Image point grounding data
▬▬▬▬▬▬▬▬▬▬
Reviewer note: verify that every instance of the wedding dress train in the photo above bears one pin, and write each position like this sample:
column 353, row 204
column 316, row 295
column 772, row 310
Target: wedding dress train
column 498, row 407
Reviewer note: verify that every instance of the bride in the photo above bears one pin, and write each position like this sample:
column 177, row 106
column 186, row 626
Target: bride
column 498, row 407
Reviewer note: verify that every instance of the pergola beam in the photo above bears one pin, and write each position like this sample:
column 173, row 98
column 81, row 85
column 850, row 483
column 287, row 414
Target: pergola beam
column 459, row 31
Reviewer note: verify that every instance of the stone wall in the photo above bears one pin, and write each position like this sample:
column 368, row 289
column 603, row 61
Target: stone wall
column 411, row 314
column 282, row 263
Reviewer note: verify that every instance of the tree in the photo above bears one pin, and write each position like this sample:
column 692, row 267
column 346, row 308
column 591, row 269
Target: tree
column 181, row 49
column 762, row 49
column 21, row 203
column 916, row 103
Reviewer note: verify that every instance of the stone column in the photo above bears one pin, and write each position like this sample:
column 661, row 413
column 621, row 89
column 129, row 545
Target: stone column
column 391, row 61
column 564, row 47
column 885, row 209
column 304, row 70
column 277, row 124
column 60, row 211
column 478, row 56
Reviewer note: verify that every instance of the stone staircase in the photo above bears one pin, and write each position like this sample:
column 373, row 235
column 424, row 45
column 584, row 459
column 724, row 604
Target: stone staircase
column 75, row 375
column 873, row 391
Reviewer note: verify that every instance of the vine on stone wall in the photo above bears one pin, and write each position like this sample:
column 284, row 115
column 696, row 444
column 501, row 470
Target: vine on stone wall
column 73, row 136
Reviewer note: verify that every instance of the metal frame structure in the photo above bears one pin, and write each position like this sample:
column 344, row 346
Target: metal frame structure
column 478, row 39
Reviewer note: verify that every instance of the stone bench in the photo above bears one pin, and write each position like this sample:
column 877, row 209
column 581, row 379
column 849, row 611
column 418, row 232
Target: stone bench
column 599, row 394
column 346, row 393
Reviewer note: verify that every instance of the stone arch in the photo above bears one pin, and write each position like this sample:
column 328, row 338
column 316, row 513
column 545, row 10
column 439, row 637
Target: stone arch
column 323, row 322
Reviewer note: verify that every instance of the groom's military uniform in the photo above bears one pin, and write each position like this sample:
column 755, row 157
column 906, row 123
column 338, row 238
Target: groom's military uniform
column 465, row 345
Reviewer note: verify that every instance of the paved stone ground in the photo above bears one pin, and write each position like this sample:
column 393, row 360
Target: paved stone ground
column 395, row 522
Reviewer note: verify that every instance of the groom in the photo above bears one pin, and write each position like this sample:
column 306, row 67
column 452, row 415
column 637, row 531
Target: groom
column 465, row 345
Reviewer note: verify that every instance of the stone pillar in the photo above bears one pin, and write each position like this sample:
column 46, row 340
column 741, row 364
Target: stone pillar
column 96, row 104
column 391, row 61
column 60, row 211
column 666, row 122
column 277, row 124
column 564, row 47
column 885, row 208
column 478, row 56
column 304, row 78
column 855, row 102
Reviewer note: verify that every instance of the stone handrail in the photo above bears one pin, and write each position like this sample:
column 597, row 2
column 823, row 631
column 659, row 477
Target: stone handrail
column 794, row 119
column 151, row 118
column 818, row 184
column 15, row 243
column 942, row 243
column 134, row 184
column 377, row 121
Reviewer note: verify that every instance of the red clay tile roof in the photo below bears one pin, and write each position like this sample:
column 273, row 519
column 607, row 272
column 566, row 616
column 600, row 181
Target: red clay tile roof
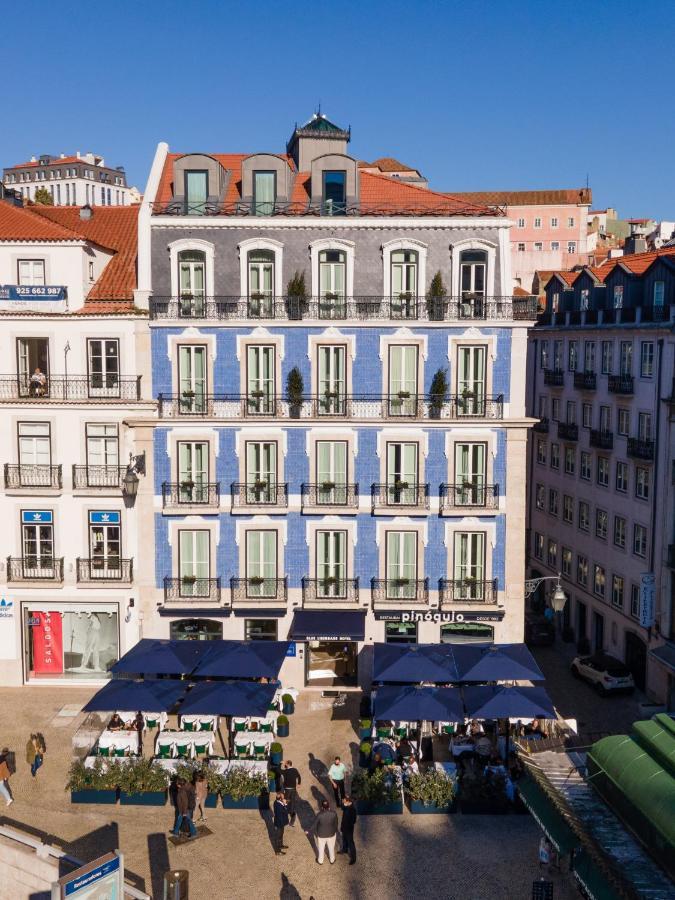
column 113, row 228
column 553, row 197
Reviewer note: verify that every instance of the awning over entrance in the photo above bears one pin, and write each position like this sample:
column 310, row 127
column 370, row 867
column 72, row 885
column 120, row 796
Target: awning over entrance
column 329, row 625
column 547, row 816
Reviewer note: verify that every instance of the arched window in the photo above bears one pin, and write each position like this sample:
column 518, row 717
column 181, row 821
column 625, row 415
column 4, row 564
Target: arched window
column 192, row 282
column 260, row 284
column 332, row 284
column 404, row 268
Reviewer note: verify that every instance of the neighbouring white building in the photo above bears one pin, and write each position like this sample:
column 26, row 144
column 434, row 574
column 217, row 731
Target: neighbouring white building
column 76, row 355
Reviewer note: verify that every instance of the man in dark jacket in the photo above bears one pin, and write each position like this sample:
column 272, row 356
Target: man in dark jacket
column 347, row 829
column 292, row 779
column 280, row 815
column 185, row 804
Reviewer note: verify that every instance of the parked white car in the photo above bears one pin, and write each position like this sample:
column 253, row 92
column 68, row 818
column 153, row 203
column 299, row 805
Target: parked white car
column 606, row 673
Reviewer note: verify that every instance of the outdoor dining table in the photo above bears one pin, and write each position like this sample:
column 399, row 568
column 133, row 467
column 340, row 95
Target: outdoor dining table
column 174, row 739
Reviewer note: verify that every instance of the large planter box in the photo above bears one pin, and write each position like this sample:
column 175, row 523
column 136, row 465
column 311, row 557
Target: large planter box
column 143, row 798
column 244, row 803
column 91, row 796
column 364, row 808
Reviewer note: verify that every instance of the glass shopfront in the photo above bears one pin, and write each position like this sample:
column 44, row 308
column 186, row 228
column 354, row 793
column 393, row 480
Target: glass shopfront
column 70, row 641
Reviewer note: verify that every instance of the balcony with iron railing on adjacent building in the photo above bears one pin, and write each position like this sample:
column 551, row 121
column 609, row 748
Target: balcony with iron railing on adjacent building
column 331, row 590
column 258, row 590
column 639, row 448
column 33, row 477
column 34, row 568
column 402, row 406
column 322, row 497
column 408, row 307
column 467, row 590
column 105, row 570
column 457, row 499
column 201, row 494
column 70, row 388
column 399, row 592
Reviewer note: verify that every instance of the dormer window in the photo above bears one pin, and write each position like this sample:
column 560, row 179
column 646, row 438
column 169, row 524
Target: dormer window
column 334, row 195
column 196, row 191
column 264, row 193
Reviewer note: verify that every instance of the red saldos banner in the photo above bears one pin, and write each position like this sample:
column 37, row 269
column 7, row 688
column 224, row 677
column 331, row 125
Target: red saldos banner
column 47, row 637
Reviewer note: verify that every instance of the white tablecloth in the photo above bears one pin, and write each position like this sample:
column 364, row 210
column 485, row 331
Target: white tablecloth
column 124, row 740
column 173, row 738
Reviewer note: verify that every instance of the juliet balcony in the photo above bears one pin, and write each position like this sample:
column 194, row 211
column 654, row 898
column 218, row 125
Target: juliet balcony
column 33, row 476
column 70, row 388
column 403, row 406
column 336, row 307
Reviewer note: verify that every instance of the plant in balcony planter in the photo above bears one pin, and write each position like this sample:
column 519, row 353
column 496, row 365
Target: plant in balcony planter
column 295, row 388
column 438, row 393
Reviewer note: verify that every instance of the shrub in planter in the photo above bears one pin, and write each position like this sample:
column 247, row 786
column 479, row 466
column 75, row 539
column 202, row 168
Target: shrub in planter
column 143, row 783
column 242, row 788
column 95, row 785
column 378, row 793
column 430, row 792
column 282, row 726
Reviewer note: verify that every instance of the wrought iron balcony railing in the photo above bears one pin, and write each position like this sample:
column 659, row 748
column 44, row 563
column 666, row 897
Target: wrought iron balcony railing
column 328, row 494
column 401, row 493
column 246, row 590
column 33, row 568
column 98, row 476
column 190, row 493
column 640, row 449
column 260, row 493
column 400, row 590
column 31, row 476
column 603, row 440
column 331, row 589
column 554, row 377
column 568, row 431
column 468, row 590
column 106, row 569
column 335, row 306
column 189, row 587
column 400, row 406
column 469, row 495
column 620, row 384
column 70, row 388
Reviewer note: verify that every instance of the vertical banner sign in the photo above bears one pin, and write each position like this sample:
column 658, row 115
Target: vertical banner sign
column 47, row 637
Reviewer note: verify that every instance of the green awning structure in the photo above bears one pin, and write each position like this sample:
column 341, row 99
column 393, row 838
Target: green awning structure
column 591, row 879
column 547, row 817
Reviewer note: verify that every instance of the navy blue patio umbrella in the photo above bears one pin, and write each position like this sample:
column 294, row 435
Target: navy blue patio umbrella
column 242, row 659
column 496, row 662
column 150, row 695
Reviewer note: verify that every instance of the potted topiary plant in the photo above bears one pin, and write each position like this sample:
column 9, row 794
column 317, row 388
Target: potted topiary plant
column 282, row 726
column 143, row 783
column 93, row 785
column 438, row 393
column 276, row 753
column 295, row 388
column 242, row 788
column 430, row 792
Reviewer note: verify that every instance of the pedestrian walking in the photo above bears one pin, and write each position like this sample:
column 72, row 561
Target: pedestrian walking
column 324, row 829
column 292, row 779
column 201, row 790
column 347, row 829
column 337, row 773
column 184, row 806
column 280, row 819
column 4, row 776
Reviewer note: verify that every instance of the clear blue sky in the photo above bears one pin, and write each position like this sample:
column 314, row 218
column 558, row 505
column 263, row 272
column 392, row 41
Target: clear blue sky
column 477, row 95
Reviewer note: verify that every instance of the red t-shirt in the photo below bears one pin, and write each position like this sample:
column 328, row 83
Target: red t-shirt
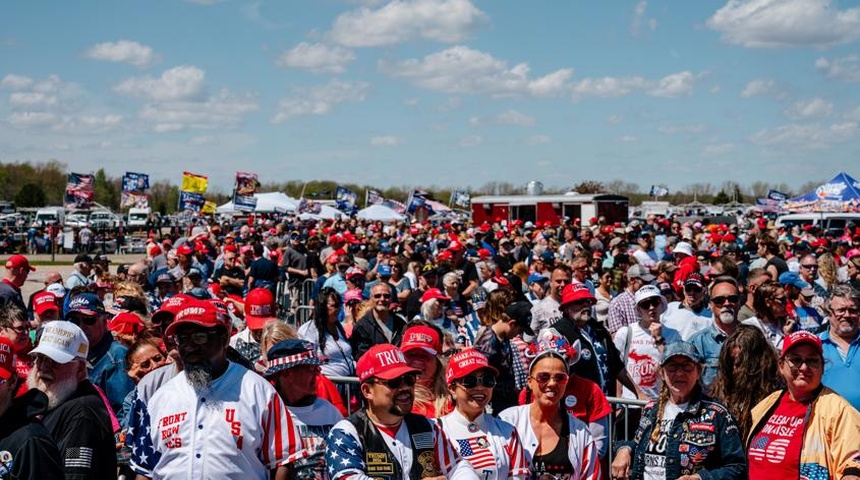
column 774, row 453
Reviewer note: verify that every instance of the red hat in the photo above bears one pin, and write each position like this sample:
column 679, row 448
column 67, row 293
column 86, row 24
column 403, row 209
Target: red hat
column 421, row 337
column 431, row 293
column 44, row 302
column 574, row 292
column 799, row 337
column 7, row 359
column 384, row 361
column 259, row 308
column 18, row 261
column 198, row 312
column 126, row 323
column 465, row 362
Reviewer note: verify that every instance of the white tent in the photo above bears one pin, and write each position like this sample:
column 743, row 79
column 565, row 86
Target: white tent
column 266, row 203
column 380, row 213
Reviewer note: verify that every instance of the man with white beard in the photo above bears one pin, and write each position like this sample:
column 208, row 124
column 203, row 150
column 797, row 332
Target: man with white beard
column 214, row 419
column 725, row 303
column 77, row 417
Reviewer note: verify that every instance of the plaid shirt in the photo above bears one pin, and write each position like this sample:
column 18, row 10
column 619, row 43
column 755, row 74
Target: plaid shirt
column 622, row 312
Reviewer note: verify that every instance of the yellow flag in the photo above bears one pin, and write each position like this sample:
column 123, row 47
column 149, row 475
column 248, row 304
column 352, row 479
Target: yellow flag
column 209, row 208
column 191, row 182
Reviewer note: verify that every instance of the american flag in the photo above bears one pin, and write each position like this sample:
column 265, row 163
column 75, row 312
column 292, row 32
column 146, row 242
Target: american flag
column 143, row 454
column 343, row 455
column 480, row 457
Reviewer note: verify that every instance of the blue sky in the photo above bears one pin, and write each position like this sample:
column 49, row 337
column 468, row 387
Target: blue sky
column 435, row 92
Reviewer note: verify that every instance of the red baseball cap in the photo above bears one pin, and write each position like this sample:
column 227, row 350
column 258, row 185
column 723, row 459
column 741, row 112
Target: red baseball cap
column 198, row 312
column 43, row 302
column 431, row 293
column 384, row 361
column 18, row 261
column 7, row 359
column 259, row 308
column 423, row 338
column 800, row 337
column 465, row 362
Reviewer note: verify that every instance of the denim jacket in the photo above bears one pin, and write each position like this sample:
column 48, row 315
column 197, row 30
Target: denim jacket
column 704, row 440
column 107, row 371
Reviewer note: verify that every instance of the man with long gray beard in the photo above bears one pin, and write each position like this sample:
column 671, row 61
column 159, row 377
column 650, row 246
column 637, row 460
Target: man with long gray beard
column 77, row 417
column 725, row 303
column 215, row 418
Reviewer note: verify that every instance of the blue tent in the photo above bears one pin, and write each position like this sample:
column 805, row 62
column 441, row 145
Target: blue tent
column 841, row 194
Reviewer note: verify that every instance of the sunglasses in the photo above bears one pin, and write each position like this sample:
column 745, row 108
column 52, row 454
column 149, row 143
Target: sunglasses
column 721, row 300
column 650, row 302
column 409, row 380
column 472, row 381
column 544, row 377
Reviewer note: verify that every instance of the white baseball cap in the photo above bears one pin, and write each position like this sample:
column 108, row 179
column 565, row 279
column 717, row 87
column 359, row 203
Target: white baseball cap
column 62, row 342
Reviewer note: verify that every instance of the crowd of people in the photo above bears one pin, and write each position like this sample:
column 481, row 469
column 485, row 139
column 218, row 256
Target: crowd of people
column 435, row 350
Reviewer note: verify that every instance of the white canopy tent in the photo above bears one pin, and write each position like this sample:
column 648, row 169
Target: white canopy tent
column 380, row 213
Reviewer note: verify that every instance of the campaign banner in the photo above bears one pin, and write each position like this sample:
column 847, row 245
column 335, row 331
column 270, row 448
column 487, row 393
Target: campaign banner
column 247, row 183
column 79, row 191
column 191, row 201
column 345, row 199
column 135, row 182
column 133, row 200
column 194, row 183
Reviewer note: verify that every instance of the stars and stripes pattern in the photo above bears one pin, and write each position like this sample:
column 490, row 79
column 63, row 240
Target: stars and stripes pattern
column 480, row 456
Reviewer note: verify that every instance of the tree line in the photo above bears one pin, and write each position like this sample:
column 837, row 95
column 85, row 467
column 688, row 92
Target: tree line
column 42, row 184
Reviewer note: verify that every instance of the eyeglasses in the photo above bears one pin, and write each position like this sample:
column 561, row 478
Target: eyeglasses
column 721, row 300
column 544, row 377
column 472, row 381
column 197, row 338
column 675, row 367
column 797, row 362
column 650, row 302
column 409, row 380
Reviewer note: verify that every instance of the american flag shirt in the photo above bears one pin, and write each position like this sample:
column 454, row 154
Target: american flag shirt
column 494, row 449
column 345, row 454
column 238, row 428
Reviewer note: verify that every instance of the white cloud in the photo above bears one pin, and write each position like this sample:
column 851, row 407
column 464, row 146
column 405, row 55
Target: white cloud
column 461, row 69
column 674, row 86
column 15, row 82
column 538, row 139
column 125, row 51
column 846, row 69
column 319, row 100
column 470, row 141
column 794, row 137
column 317, row 57
column 718, row 148
column 758, row 87
column 814, row 108
column 386, row 141
column 182, row 83
column 785, row 23
column 404, row 20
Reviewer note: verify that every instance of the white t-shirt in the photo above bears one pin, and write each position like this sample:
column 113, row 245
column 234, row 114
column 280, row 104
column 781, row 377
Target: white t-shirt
column 493, row 449
column 655, row 453
column 686, row 321
column 643, row 357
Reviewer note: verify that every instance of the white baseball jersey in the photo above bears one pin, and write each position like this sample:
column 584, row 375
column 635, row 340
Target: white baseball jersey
column 581, row 448
column 237, row 428
column 345, row 453
column 492, row 446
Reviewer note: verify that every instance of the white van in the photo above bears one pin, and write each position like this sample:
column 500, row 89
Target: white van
column 831, row 222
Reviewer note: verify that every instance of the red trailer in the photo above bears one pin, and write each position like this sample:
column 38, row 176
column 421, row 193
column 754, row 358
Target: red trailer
column 549, row 208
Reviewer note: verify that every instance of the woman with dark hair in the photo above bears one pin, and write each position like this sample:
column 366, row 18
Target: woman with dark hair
column 747, row 373
column 771, row 316
column 327, row 333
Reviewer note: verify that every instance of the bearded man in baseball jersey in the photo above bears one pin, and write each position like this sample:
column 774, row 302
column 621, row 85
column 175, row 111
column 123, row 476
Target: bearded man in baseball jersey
column 215, row 419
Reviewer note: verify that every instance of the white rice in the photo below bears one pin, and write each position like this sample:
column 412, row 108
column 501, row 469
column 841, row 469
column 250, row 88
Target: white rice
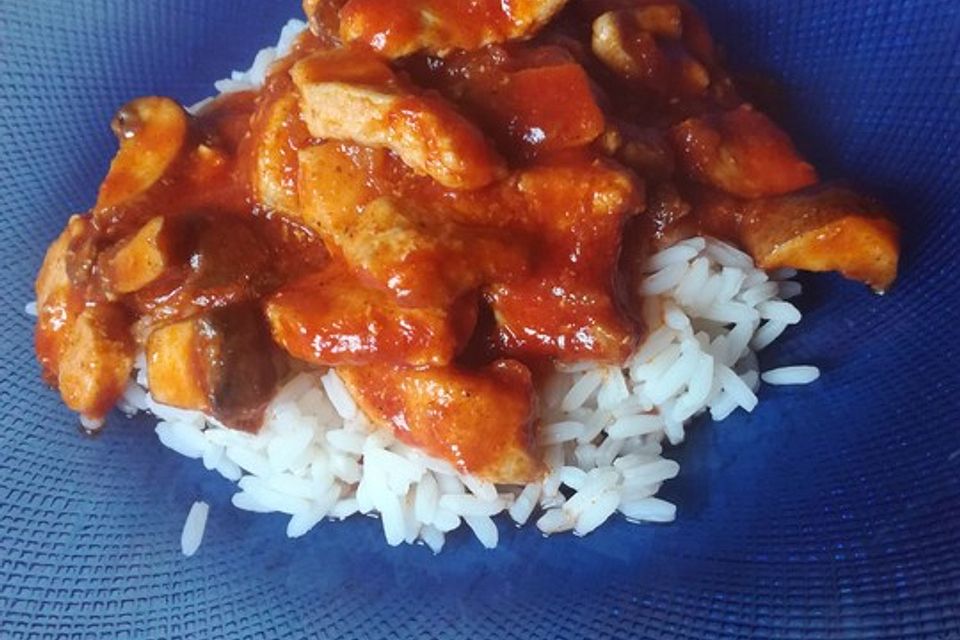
column 317, row 457
column 193, row 528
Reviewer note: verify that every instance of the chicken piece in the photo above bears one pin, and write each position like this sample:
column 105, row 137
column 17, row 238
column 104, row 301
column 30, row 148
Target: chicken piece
column 153, row 133
column 60, row 292
column 139, row 260
column 423, row 261
column 220, row 362
column 529, row 99
column 645, row 150
column 397, row 28
column 277, row 133
column 642, row 44
column 669, row 20
column 741, row 152
column 828, row 228
column 96, row 360
column 429, row 265
column 482, row 421
column 353, row 95
column 330, row 319
column 568, row 309
column 546, row 109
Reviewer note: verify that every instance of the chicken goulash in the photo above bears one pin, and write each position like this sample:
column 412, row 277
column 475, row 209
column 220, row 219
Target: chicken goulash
column 441, row 199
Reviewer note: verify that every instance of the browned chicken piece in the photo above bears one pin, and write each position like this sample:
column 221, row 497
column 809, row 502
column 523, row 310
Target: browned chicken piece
column 429, row 264
column 139, row 260
column 220, row 362
column 353, row 95
column 741, row 152
column 331, row 319
column 530, row 101
column 827, row 228
column 278, row 133
column 153, row 133
column 643, row 44
column 398, row 28
column 669, row 20
column 96, row 360
column 481, row 420
column 567, row 309
column 422, row 260
column 645, row 150
column 61, row 293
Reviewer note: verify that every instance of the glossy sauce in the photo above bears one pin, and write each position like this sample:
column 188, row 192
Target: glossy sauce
column 475, row 215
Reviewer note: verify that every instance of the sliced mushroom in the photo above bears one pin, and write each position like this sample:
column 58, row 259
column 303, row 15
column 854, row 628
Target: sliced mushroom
column 353, row 95
column 221, row 362
column 139, row 260
column 152, row 132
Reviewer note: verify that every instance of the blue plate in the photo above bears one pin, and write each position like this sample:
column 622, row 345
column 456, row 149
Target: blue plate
column 833, row 511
▬▬▬▬▬▬▬▬▬▬
• _Exercise aim_
Write out the lines of the entries, word for word, from the first through the one containing "column 724, row 604", and stop at that line.

• _Response below_
Reviewer note: verify that every instance of the wedding dress train in the photo above bears one pin, and write each position like this sample:
column 353, row 204
column 316, row 295
column 772, row 310
Target: wedding dress train
column 498, row 407
Reviewer note: verify that every instance of the bride in the photo above bears one pin, and write each position like this sample:
column 177, row 106
column 186, row 626
Target: bride
column 498, row 407
Reviewer note: verify that every instance of the pergola beam in the photo above bears one pin, and write each position like this sample:
column 173, row 98
column 81, row 85
column 850, row 483
column 287, row 414
Target: pergola beam
column 459, row 31
Reviewer note: verify that every instance of the stone wall in the photo above bears one pin, and write each position like this sample:
column 368, row 289
column 603, row 61
Target: stone wall
column 411, row 314
column 282, row 263
Reviewer note: verify that every instance of the tree in the photo above bears one pin, and write each position like this sample:
column 692, row 267
column 346, row 308
column 591, row 269
Target: tree
column 181, row 49
column 762, row 49
column 21, row 203
column 916, row 103
Reviewer note: verify that every instance of the stone column in the photo above bears one pin, and write each position like this sample:
column 661, row 413
column 621, row 89
column 129, row 545
Target: stone column
column 391, row 61
column 564, row 47
column 885, row 209
column 304, row 70
column 277, row 124
column 60, row 211
column 478, row 56
Reviewer note: verify that every instance of the stone staircase in the photo above bears one pin, and write each position like this sample:
column 373, row 235
column 424, row 45
column 584, row 459
column 724, row 604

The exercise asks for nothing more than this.